[Text-to-region grounding data]
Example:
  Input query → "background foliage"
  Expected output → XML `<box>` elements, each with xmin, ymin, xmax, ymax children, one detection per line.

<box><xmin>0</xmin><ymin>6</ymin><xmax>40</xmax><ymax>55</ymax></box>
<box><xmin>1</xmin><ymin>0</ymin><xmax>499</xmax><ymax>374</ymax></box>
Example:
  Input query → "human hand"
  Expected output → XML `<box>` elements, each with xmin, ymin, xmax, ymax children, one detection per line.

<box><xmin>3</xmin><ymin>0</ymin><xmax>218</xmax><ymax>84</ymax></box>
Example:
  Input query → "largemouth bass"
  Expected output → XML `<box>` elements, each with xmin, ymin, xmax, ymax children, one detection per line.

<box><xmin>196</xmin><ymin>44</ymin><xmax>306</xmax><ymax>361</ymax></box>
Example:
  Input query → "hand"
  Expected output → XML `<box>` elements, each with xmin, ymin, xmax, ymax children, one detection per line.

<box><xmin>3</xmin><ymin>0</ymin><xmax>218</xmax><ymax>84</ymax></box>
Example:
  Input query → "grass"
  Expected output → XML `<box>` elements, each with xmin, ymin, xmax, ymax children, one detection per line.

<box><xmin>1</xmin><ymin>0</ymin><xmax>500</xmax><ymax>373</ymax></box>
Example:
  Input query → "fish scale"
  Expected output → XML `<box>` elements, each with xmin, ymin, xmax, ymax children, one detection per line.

What you are asked to do
Would you transcribe all of the data, keeping each line exact?

Task result
Example:
  Input query → "background foliage"
  Expected output → XML `<box>` elements, each with xmin, ymin, xmax, ymax children, one detection per line.

<box><xmin>0</xmin><ymin>6</ymin><xmax>40</xmax><ymax>55</ymax></box>
<box><xmin>1</xmin><ymin>0</ymin><xmax>499</xmax><ymax>374</ymax></box>
Example:
  Input query → "human hand"
  Expected output → XML `<box>` elements, each with xmin, ymin, xmax, ymax children, one detection per line.

<box><xmin>3</xmin><ymin>0</ymin><xmax>218</xmax><ymax>84</ymax></box>
Example:
  Input query → "largemouth bass"
  Expected output → XML `<box>` elements, each with xmin, ymin, xmax, ymax children, one detection per line.

<box><xmin>196</xmin><ymin>44</ymin><xmax>306</xmax><ymax>361</ymax></box>
Example:
  Input query → "hand"
  Expected output → XML `<box>` elements, each with xmin, ymin, xmax, ymax children, one detection per line.

<box><xmin>3</xmin><ymin>0</ymin><xmax>218</xmax><ymax>84</ymax></box>
Example:
  Input query → "grass"
  Expected output → XML `<box>` elements, each with xmin, ymin, xmax, ymax children, one detection per line.

<box><xmin>1</xmin><ymin>0</ymin><xmax>500</xmax><ymax>373</ymax></box>
Example:
  Input query → "fish scale"
  Expected output → XML `<box>` elements, each with xmin, ymin, xmax, ymax children, one detection per line.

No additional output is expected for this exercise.